* _Required action_:
Images excepted, the data below must be repeated exactly.

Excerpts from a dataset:
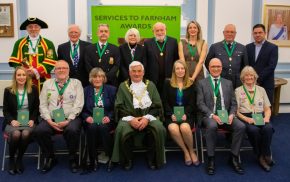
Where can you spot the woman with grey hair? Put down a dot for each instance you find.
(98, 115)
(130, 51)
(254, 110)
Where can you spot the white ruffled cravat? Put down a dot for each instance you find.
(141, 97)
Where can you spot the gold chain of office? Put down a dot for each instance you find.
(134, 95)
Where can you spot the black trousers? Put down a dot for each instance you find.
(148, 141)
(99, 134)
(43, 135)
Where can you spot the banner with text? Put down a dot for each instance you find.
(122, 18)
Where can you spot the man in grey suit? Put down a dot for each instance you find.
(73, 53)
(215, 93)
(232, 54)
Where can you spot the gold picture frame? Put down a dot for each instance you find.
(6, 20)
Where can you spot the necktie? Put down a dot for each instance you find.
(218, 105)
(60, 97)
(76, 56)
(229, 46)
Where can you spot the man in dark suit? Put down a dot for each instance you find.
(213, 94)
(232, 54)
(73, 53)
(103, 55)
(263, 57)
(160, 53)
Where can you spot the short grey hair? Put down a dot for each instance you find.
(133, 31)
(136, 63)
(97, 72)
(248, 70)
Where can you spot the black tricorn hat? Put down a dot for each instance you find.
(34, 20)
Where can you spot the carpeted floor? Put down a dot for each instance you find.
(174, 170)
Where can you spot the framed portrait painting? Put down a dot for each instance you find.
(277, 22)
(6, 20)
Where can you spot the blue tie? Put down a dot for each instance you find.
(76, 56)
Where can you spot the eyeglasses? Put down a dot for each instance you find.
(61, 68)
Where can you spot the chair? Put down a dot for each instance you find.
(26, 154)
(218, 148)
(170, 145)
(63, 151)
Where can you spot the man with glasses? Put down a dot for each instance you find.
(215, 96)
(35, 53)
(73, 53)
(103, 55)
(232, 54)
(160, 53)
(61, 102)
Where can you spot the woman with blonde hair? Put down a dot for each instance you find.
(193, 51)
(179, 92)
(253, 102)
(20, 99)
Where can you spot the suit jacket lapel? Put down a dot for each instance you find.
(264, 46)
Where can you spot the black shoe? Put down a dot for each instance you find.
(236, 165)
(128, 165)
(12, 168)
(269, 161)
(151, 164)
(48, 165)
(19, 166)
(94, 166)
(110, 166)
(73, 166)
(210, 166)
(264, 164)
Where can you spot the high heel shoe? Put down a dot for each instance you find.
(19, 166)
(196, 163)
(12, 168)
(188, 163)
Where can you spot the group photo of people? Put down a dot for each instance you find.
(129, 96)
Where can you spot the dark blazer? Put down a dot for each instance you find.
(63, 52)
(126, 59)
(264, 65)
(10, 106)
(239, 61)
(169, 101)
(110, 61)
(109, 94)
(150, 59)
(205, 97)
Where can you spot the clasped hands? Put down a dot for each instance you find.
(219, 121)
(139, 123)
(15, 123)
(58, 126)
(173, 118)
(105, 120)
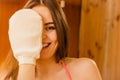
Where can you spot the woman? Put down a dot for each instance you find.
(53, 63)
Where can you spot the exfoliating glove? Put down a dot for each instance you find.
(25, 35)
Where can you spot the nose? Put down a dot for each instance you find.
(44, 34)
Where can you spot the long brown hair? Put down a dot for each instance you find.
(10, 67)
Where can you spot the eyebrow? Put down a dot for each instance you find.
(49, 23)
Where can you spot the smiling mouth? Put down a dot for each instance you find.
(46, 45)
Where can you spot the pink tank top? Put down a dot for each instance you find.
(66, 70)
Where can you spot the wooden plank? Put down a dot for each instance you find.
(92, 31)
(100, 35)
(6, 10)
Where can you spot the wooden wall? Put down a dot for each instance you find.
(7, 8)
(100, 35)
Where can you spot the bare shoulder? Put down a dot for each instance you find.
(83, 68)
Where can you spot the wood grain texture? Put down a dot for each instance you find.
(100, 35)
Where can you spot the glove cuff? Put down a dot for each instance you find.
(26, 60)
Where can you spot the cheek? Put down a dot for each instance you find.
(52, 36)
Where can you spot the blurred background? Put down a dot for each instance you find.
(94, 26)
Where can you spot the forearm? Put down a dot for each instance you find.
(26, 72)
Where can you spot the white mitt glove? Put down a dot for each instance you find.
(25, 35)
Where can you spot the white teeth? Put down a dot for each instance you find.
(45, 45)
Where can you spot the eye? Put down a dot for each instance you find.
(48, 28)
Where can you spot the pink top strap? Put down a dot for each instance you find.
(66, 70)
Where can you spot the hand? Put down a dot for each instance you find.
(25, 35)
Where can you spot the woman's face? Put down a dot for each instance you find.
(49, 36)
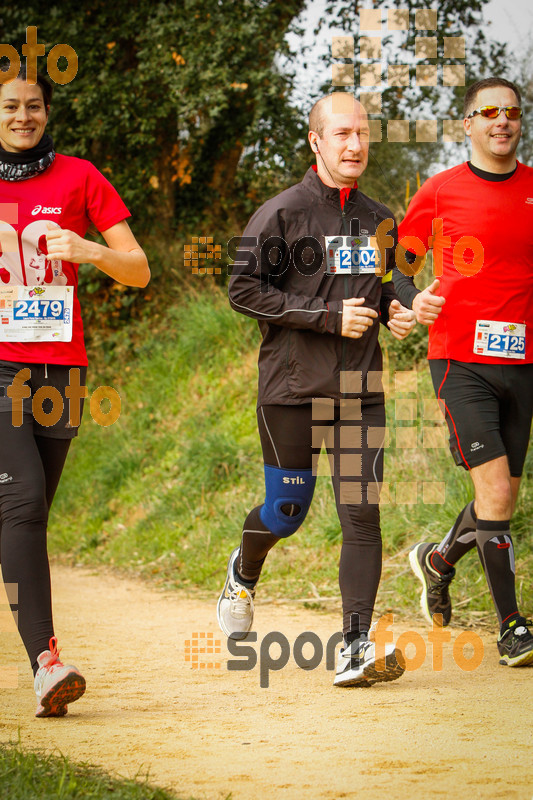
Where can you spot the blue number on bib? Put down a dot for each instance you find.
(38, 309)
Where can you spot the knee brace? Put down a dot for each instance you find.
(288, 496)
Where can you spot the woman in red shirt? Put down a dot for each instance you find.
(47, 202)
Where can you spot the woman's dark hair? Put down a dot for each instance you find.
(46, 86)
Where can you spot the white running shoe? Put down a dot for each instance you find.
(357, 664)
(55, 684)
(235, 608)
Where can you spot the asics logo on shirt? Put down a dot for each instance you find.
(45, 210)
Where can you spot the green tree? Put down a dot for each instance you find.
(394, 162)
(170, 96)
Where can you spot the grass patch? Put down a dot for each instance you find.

* _Task solution_:
Where can you spot the woman with grey hair? Put down a dot for each instance you find.
(98, 115)
(130, 51)
(254, 110)
Where can you spot the white ruffled cravat? Put down a dot for each instance you find.
(141, 97)
Where can you spot the gold chain of office? Put down a dot for each instance you find.
(134, 95)
Where can you spot the black trousers? Put down a dot for each instance you find.
(148, 141)
(99, 134)
(43, 135)
Where can you spot the banner with text? Put down a dot for each instance you find.
(122, 18)
Where can you spot the man in grey suit? Put down a dot for each instance you find.
(73, 53)
(215, 93)
(232, 54)
Where can you spot the gold picture frame? Put down a dot for each instance you find.
(6, 20)
Where can you spot the necktie? Put down a dot for each instance you find.
(218, 105)
(60, 97)
(76, 56)
(229, 46)
Where can you spot the man in dark suit? Put down a dot for each instance you find.
(213, 94)
(232, 54)
(73, 53)
(103, 55)
(263, 57)
(160, 53)
Where can you spot the short grey hair? Put down a dot for each instance you find.
(133, 31)
(136, 63)
(97, 72)
(248, 70)
Where can you spot the black tricorn hat? Put down a dot for each instance you find.
(34, 20)
Where can you spot the carpeted floor? Put down a dot for each instance you find.
(174, 170)
Where can you spot the framed portrait painting? Put down a dot for each instance you find.
(277, 22)
(6, 20)
Where can you spot the blue tie? Put down a dot for each instance you find.
(76, 56)
Where can you spot the eyeglasses? Put down a dot for each instance you find.
(61, 68)
Where can you spot the chair? Put down a dot for each instance you find.
(26, 154)
(218, 148)
(170, 145)
(63, 151)
Where can you spot the man with glasses? Put down a dot for each instance you find.
(215, 96)
(35, 53)
(73, 53)
(103, 55)
(232, 54)
(160, 53)
(61, 102)
Where can you spot the woman with blonde hair? Put down a dot for each instance you find.
(193, 51)
(179, 92)
(253, 102)
(20, 99)
Where can you spot the suit jacket lapel? Put down a dot for each instance you find.
(264, 46)
Where can you spot the black shoe? Put down a dot for each instance you find.
(236, 165)
(128, 165)
(12, 168)
(269, 161)
(151, 164)
(48, 165)
(19, 166)
(94, 166)
(110, 166)
(73, 166)
(210, 166)
(264, 164)
Where can you spot the high heel shoe? Put down a dot for each instance you find.
(19, 166)
(196, 163)
(12, 168)
(188, 163)
Where can you spot the group photo of people? Put down a dot for each instance you find.
(129, 96)
Where can you spot the dark blazer? Put down a dot for each instance you find.
(63, 52)
(126, 59)
(264, 65)
(10, 106)
(239, 61)
(169, 101)
(110, 61)
(109, 94)
(150, 59)
(205, 97)
Where can you spot the clasped hands? Put down a dot for each instance you find.
(219, 121)
(139, 123)
(15, 123)
(58, 126)
(173, 118)
(105, 120)
Where can you spot the woman? Put down a dot for each instance you find.
(53, 63)
Where can you spot the exfoliating glove? Put down a dot for each instance you find.
(25, 35)
Where can you spot the nose? Put down a dot for each instance you find.
(44, 34)
Where can you spot the long brown hair? Put down a dot for each instance you find.
(10, 67)
Where can you spot the eyebrow? Put down a dot for each instance you find.
(49, 23)
Where can you spot the smiling mouth? Put down a dot for each instance you find.
(46, 45)
Where can you spot the pink tank top? Put down a dot for each instance you find.
(66, 70)
Where can you spot the wooden plank? Put down a dot for each instance you find.
(92, 31)
(100, 35)
(6, 10)
Where can you spot the wooden wall? Put down a dot for each instance you find.
(7, 8)
(100, 35)
Where can you spot the bare shoulder? Put down a dot for each instance you find.
(83, 68)
Where can you spot the wood grain texture? Put down a dot for each instance you find.
(100, 35)
Where can you spot the glove cuff? Put down a dot for each instance you find.
(26, 60)
Where can you spot the cheek? Put down a dot for each instance you find.
(52, 36)
Where can you spot the blurred background? Put down a dot for each instance you find.
(94, 26)
Where can you spot the forearm? Put down a dot for each instance you find.
(26, 72)
Where can you spot the white mitt glove? Put down a dot for each instance you find.
(25, 35)
Where can you spot the white teeth? Put down a dot for each instance you find.
(45, 45)
Where can you spot the eye? Put down a dot for each instance you find.
(48, 28)
Where can you spot the pink top strap? Put down a dot for each instance you find.
(66, 70)
Where can you spot the hand? Put down a dot for each instance you find.
(25, 35)
Where can you spot the woman's face? Put down a dot for each instance you find.
(49, 36)
Where can you spot the blue number on bib? Put down a dot for each instance you find.
(38, 309)
Where can you spot the knee brace? Put down a dot for each instance you find.
(288, 496)
Where can you spot the woman in red shirt? Put down a dot for each instance you find.
(47, 202)
Where can you spot the woman's dark hair? Put down a dot for each instance you find.
(46, 86)
Where can you spot the white running shoe? Put down a dot for each instance you find.
(357, 664)
(55, 684)
(235, 608)
Where can you spot the asics logo on shirt? Put down a dot for each instance you find.
(45, 210)
Where can you spot the green tree? Put down a dot for each instance you find.
(394, 162)
(170, 96)
Where can you spot the grass patch? Put down a dot for each instance you find.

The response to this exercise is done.